*** Provided passage ***

Enjoyable Gut Neuroscience

The idea behind the electrochemical technique is that when a compound is oxidized, the transfer of electrons can be detected, and quantified. This provides a direct and accurate measure of the number of molecules of compound (i.e., the concentration) at a specific place and at a specific time. When a compound is oxidized it donates (i.e., loses) electrons. This can occur when the compound is near to a surface that is held at a high potential voltage. A surface commonly used in biological electrochemistry is that of a carbon fiber electrode. These electrodes are of a low resistance and the potential at the surface can be clamped or varied by a voltage clamp amplifier similar to those used to examine channel activity in oocytes (e.g., Axon GeneClamp). The current generated by the amplifier negates any change in voltage at the electrode tip and is proportional to the amount of current generated by oxidation of the compound.

Advantages: There are several major advantages to using electrochemical techniques. First, the technique can positively identify the compound being detected. The major families of catechol and amine neurotransmitters have oxidation potentials that differentiate them from other biological compounds that also oxidize (e.g., ascorbic acid). When combined with other chemical or pharmacological techniques, the identity of the compound detected can usually be narrowed down to a single compound. Second, the technique is robust. A properly treated electrode can be used for several hours. In the CNS, electrodes are routinely implanted and recordings made for 5 or 6 hours (Daws et al., 1997). Third, the technique has a very high temporal and spatial resolution. The concentrations of compounds such as 5-HT can be detected with sub-millisecond time resolution. This allows the kinetics of transmitter release to be assessed and to be followed in time or with the addition of pharmacological agents. In addition, the size of the recording electrode surface directly controls the area from which recordings take place - the smaller the electrode, the smaller the area recorded from. Thus, an area of only a few tens of microns can be examined (i.e., single cell localization).

***

■ **Activity 1**
Answer these from the passage on electrochemical detection:
(a) What surface is commonly used in biological electrochemistry?
(b) For how long are recordings routinely made with electrodes implanted in the CNS?
(c) At what time resolution can concentrations of compounds such as 5-HT be detected?
■ **Activity 2**
Pick up the passage on electrochemical detection after its last sentence and continue it in the same textbook style.
The listing comes from a separate source, unrelated to the passage on electrochemical detection.

*** Data shown ***

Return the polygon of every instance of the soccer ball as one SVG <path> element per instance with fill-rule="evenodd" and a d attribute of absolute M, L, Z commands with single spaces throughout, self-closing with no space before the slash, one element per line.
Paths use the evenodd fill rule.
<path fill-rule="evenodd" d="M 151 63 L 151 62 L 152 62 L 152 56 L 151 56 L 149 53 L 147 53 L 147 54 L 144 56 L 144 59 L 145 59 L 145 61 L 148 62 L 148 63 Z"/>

***

■ **Written response 1**
(a) A carbon fiber electrode.
(b) For 5 or 6 hours.
(c) Sub-millisecond time resolution.

■ **Written response 2**
Challenges: There are several major technical challenges inherent to using electrochemical techniques in a biological system. First, the identity of the compound being detected can not always be determined exactly. Second, because the surface of the electrode is usually small, proteins and other biological material can quickly foul the surface. These processes are worse when the electrode is held at a working potential where oxidized byproducts can stick to the surface. Third, gathering data at a high speed (e.g., at 1 microsecond intervals) often precludes the identification of a compound. Conversely, the identification of a compound may take several seconds such that subsequent recordings yield data points at 10 second intervals. Finally, a limitation is that only compounds that oxidize within a fairly narrow range of voltages can be examined. The oxidation of water and of molecular oxygen form the upper and lower boundaries, respectively. Beyond these boundaries, the large signals produced by water and oxygen make detection of biological compounds difficult if not impossible. All of the catechol and amine neurotransmitters have oxidations potentials that lie between these limits.

Solutions: The approaches used in my lab overcome these challenges by using chemical and pharmacological techniques to supplement the electrochemical techniques. Further, two major variants of the electrochemical technique are used. First, cyclic voltammetry, which measures current during a voltage ramp, is used to identify the major species of compound being oxidized. Second, chronoamperometry, which measures current at a fixed holding potential, will be used to measure release events and other very fast events. Finally, as noted, 5-HT oxidizes well within the range of voltages delineated by water and oxygen.